Why Corey Trivino Should Never Be An Islander

 

Corey Trivino (#10) still has hope for his NHL career after being kicked off of Boston University’s men’s hockey team for his arrest. Here’s why, if he does get a chance, it shouldn’t be with the Islanders. (Photo: Teka England/flickr)

You always hear about the wonderful sport of hockey and its amazing “culture.” The camaraderie, the excitement, the humility of its athletes. The crazy, funny stories and the characters inside them, and all of the feel-good moments that make up a successful season. This is all part of what makes the sport great to watch and follow.

You rarely hear about the darker side until now, and perhaps there’s a reason. Surely no coach or owner would want someone to get the impression that there’s anything wrong with the game he’s trying to help revolutionize. And in a way, he’d be right. There’s nothing overtly wrong with the game itself (though even that’s arguable). There’s a lot wrong with the culture.

And it’s not surprising. In a hyper-masculine world like this one, things go wrong. Especially when it comes to the other sex, who many athletes see as just another, easier, trophy to win. 

Take Islanders prospect Corey Trivino, for instance. At 22 years of age, he’s become yet another case where a kid went way off the beaten track. Charged with indecent assault and assault with attempt to rape, pled guilty to assault and battery, and was given two years’ probation, alcohol tests, AA meetings. He’s never been formally convicted of sexual assault, but that doesn’t take away the anguish his victim felt and may still feel months after the fact.

=== Brief 1 ===
Print the Corey Trivino article between "Corey Trivino (#10)" and "watch and follow.", inclusive.
=== Brief 2 ===
Using the Corey Trivino article, decide whether each statement agrees with it. Answer yes or no for each, and quote the words that settle it.
(a) Trivino was 22 years old.
(b) Trivino was formally convicted of sexual assault.
(c) Trivino was kicked off Boston University's men's hockey team.
=== Brief 3 ===
Write the next part of the Corey Trivino article, picking up after its final sentence.

[Location labeling records]
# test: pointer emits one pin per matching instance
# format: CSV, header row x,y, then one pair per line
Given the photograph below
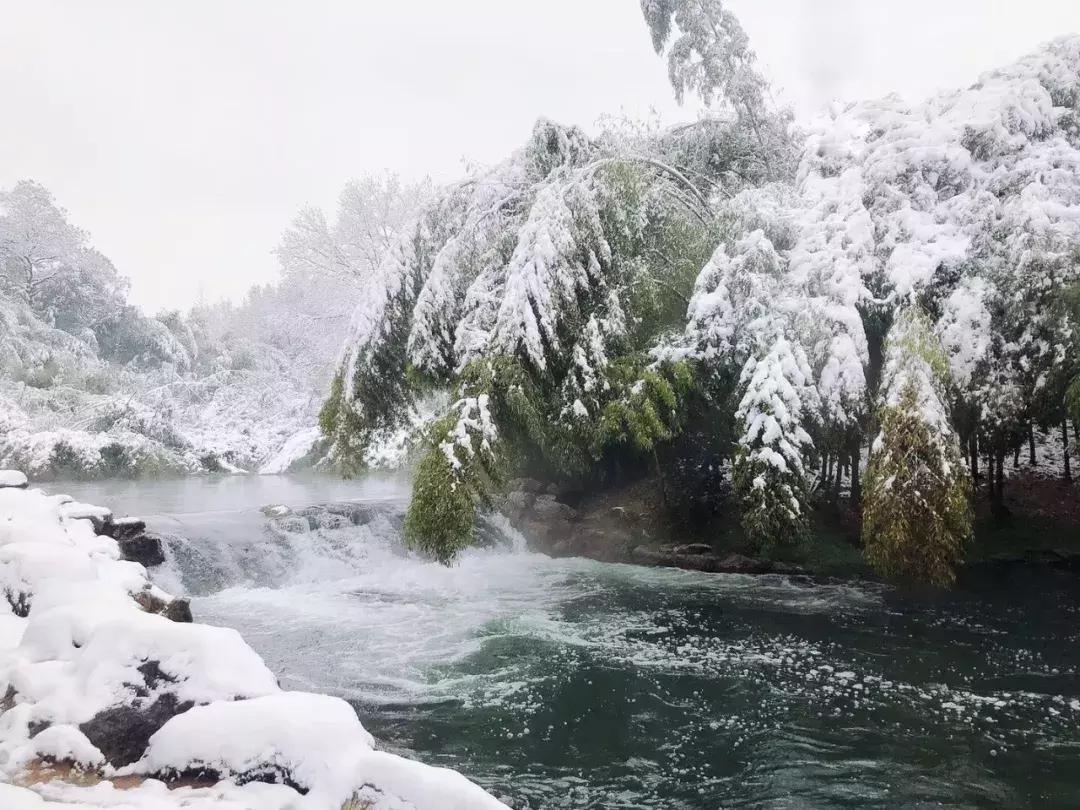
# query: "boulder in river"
x,y
146,548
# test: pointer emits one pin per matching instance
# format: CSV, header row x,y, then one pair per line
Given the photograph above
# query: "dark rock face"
x,y
18,601
177,609
145,548
602,529
331,516
122,733
701,557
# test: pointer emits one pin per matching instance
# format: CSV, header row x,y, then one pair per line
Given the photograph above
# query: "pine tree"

=== Exercise result 1 ===
Corey Trivino (#10) still has hope for his NHL career after being kicked off of Boston University’s men’s hockey team for his arrest. Here’s why, if he does get a chance, it shouldn’t be with the Islanders. (Photo: Teka England/flickr)

You always hear about the wonderful sport of hockey and its amazing “culture.” The camaraderie, the excitement, the humility of its athletes. The crazy, funny stories and the characters inside them, and all of the feel-good moments that make up a successful season. This is all part of what makes the sport great to watch and follow.

=== Exercise result 2 ===
(a) Yes: "At 22 years of age"
(b) No: "He’s never been formally convicted of sexual assault"
(c) Yes: "after being kicked off of Boston University’s men’s hockey team for his arrest"

=== Exercise result 3 ===
There’s also the YouTube music video that apparently Trivino and another teammate made, complete with profanities directed toward women. I can’t find any evidence of the actual video — I’m pretty sure it’s been taken down by now — but it’s been cited in Conway’s article and here on coachad.com, and the lyrics are here on Two Man Advantage. The teammate involved, Vinny Saponari, apparently also had alcohol issues and was kicked off the team after this incident. Trivino’s dismissal, however, took a little longer.

And yet, after all of this, he still expects to attend an NHL training camp this year. It doesn’t mean it’ll happen, but it’s enough that he believes it might that I feel the need to speak up.

Sure, he has his issues. BD Gallof covers them all rather succinctly in this piece written last year, and after reading it you kind of get a sense of why Trivino might be the way he is now. But does that excuse what he’s done?

Simple answer? No. It doesn’t.

Take the four words that hit both me and Jennifer Conway of Backhand Shelf the hardest in BU’s task force report on the men’s hockey team. “Culture of sexual entitlement.” That phrase extends far beyond what Trivino’s done, though it doesn’t exclude it. I could certainly talk about that culture for hours — how young athletes in every sport (not just hockey) are excused from the rules in many ways, but especially when it comes to the common decency of respecting people, particularly women.

When you’re a young hockey player, it’s easy for you to believe that you’re above everyone just because you push a puck into a net better than them. After all, everyone treats you like royalty. Even if you’re a legitimate douchebag, you’ve won some national championships and you’re going to the NHL one day, so it’s okay if you cut class regularly, get drunk a lot, or bang a lot of girls.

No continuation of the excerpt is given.